**Problem description:** Recast the lines from the one containing "of the group" through the one containing "<point>427,629</point>" as a JSON list of strings, one string per line, leaving out any blank lines.

**Data supplied:**
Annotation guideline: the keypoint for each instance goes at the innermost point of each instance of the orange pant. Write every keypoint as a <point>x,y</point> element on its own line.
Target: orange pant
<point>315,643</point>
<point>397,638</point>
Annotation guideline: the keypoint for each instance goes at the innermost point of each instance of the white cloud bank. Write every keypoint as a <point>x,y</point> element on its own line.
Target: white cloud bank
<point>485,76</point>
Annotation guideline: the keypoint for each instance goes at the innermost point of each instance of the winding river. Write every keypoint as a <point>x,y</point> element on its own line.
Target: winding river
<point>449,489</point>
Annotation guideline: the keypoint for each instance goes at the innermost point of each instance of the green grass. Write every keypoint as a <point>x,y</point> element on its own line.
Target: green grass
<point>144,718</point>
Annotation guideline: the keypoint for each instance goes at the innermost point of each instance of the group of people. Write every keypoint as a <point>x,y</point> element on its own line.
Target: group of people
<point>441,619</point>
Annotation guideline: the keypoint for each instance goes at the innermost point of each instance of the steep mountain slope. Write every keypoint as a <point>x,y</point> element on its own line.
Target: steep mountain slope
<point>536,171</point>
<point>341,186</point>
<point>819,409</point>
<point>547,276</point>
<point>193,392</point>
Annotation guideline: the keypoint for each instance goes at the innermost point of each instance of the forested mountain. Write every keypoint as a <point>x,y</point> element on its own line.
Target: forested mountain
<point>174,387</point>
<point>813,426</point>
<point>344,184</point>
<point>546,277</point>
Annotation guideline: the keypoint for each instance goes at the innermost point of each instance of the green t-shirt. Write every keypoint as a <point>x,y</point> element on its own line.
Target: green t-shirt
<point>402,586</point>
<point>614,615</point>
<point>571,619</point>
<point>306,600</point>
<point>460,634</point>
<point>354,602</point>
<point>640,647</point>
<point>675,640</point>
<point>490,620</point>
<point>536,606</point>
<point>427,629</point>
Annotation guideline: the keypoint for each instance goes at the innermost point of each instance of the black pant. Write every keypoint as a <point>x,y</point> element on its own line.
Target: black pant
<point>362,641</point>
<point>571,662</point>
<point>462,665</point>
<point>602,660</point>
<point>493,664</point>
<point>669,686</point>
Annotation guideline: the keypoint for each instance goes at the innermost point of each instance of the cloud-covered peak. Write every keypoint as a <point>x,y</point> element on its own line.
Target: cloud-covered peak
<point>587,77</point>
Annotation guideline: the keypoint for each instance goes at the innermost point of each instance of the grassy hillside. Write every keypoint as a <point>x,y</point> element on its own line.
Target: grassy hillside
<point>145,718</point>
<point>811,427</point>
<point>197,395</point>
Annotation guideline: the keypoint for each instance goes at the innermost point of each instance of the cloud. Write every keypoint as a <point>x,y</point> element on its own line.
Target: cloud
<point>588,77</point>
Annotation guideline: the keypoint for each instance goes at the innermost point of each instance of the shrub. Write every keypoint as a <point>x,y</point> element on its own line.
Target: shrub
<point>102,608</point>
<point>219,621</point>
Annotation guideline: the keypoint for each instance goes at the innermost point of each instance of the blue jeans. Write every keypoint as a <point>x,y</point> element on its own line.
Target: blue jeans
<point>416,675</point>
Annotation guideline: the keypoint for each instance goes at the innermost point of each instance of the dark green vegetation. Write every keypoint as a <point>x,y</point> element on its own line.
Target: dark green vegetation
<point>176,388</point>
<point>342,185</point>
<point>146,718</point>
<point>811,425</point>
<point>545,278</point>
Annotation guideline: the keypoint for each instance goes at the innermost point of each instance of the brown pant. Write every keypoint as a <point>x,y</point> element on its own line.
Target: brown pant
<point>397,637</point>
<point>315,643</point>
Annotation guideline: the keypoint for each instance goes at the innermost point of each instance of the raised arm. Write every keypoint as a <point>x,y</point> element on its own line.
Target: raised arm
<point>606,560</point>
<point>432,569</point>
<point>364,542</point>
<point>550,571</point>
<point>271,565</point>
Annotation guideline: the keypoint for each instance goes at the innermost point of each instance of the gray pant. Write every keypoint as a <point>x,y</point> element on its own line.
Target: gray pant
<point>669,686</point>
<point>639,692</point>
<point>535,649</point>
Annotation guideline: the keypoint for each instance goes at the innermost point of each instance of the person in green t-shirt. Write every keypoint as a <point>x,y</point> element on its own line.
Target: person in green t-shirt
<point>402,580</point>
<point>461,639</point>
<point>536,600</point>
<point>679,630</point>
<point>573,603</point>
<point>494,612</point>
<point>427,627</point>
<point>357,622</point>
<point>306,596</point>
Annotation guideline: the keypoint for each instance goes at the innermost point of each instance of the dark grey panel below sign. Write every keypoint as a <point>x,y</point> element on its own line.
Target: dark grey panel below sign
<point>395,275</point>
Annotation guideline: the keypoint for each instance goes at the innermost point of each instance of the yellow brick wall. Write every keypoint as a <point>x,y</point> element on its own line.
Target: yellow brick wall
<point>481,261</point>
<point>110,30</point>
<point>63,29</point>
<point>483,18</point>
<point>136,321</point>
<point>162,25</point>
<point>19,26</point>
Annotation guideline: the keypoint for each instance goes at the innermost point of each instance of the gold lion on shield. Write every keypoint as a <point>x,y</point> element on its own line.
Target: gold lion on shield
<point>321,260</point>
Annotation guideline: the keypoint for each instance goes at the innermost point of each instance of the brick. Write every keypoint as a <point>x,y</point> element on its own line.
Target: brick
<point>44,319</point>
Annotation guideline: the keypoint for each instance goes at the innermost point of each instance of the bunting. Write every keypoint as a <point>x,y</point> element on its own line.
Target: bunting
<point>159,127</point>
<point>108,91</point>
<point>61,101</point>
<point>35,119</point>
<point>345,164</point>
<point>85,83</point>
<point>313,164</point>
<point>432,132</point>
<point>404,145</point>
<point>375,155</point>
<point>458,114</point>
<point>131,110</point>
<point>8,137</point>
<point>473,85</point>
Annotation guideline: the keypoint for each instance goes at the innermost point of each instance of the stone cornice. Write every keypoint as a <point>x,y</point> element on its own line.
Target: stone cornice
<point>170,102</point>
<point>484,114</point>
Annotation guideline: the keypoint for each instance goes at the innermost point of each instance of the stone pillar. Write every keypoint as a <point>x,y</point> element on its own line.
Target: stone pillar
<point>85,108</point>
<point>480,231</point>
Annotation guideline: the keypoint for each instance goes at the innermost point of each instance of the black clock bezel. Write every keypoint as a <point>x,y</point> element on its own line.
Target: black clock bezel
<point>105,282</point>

**Answer to the exercise:**
[
  "Annotation guideline: the keypoint for each instance goes at the innermost point of each instance of the group of people. Write every keypoint as a <point>x,y</point> element on its own line.",
  "Target: group of people",
  "<point>441,619</point>",
  "Annotation guideline: the keypoint for each instance goes at the innermost point of each instance of the steep mountain slope. Write every keypoint as a <point>x,y</point> element on its own line.",
  "Target: steep mountain slope",
  "<point>536,171</point>",
  "<point>341,186</point>",
  "<point>819,409</point>",
  "<point>547,276</point>",
  "<point>193,392</point>",
  "Annotation guideline: the keypoint for each instance goes at the innermost point of each instance of the forested mountain. Write every keypoint as a <point>x,y</point> element on its own line.",
  "Target: forested mountain",
  "<point>174,387</point>",
  "<point>813,426</point>",
  "<point>344,184</point>",
  "<point>546,277</point>",
  "Annotation guideline: the keypoint for each instance goes at the innermost point of each instance of the green t-shirt. Write every keypoint as a <point>x,y</point> element on its own line.",
  "Target: green t-shirt",
  "<point>402,586</point>",
  "<point>614,615</point>",
  "<point>571,619</point>",
  "<point>306,600</point>",
  "<point>460,634</point>",
  "<point>354,602</point>",
  "<point>640,647</point>",
  "<point>675,640</point>",
  "<point>490,620</point>",
  "<point>536,606</point>",
  "<point>427,629</point>"
]